Task directions: Search the entries for lines that contain the word "black", and report each one found.

-- Exercise data follows --

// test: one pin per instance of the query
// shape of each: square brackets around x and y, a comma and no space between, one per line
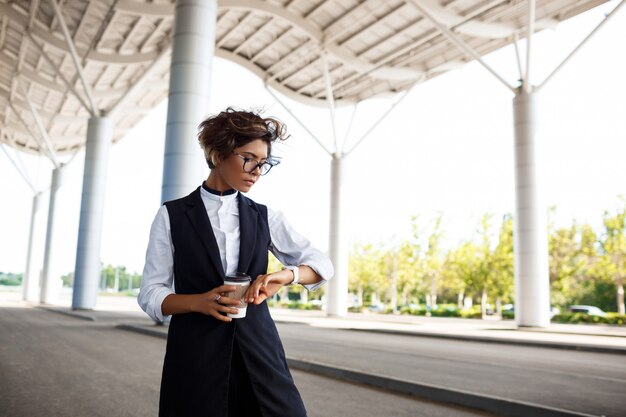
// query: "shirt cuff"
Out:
[156,300]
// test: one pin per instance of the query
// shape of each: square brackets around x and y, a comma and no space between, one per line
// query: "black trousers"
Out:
[242,401]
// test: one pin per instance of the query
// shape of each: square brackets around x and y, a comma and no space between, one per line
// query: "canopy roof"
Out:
[367,48]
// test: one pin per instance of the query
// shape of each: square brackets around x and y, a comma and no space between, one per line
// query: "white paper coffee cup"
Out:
[242,282]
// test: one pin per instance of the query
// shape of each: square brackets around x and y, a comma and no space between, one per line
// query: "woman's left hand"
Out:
[265,286]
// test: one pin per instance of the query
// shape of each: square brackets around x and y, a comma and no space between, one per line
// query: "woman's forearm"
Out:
[307,275]
[179,304]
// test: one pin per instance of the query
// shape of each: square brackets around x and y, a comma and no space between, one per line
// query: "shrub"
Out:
[576,318]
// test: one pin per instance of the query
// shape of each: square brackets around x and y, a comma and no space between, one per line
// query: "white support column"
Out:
[87,270]
[51,281]
[34,258]
[190,82]
[338,286]
[532,281]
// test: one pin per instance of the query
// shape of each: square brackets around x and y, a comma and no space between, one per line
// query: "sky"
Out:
[446,149]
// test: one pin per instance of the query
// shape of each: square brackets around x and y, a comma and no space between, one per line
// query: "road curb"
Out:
[501,406]
[482,339]
[76,314]
[158,331]
[486,339]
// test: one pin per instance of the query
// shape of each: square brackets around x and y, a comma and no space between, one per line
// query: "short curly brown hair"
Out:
[220,134]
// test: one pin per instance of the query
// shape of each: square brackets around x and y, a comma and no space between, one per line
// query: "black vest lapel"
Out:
[200,220]
[248,218]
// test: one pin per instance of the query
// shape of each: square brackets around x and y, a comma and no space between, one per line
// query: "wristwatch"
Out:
[296,274]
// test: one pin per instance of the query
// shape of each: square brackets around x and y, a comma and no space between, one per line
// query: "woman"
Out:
[215,365]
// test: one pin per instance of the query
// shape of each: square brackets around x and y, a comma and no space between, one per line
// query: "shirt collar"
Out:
[212,194]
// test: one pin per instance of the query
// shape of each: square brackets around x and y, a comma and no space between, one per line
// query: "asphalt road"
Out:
[55,365]
[593,383]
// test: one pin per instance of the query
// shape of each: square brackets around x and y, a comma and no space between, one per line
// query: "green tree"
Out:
[502,277]
[613,242]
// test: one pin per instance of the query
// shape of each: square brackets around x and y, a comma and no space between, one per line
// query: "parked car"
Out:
[376,308]
[591,310]
[509,309]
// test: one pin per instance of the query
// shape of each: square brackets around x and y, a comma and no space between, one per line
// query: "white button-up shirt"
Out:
[289,247]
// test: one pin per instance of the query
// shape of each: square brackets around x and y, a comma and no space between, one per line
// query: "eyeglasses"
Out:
[251,164]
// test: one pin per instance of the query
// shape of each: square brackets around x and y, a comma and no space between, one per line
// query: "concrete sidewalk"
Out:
[593,338]
[123,313]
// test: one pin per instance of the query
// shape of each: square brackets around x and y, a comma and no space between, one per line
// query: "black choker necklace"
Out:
[212,191]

-- Exercise data concluded --

Task solution:
// query: "black trousers"
// query: "black vest lapel"
// query: "black choker necklace"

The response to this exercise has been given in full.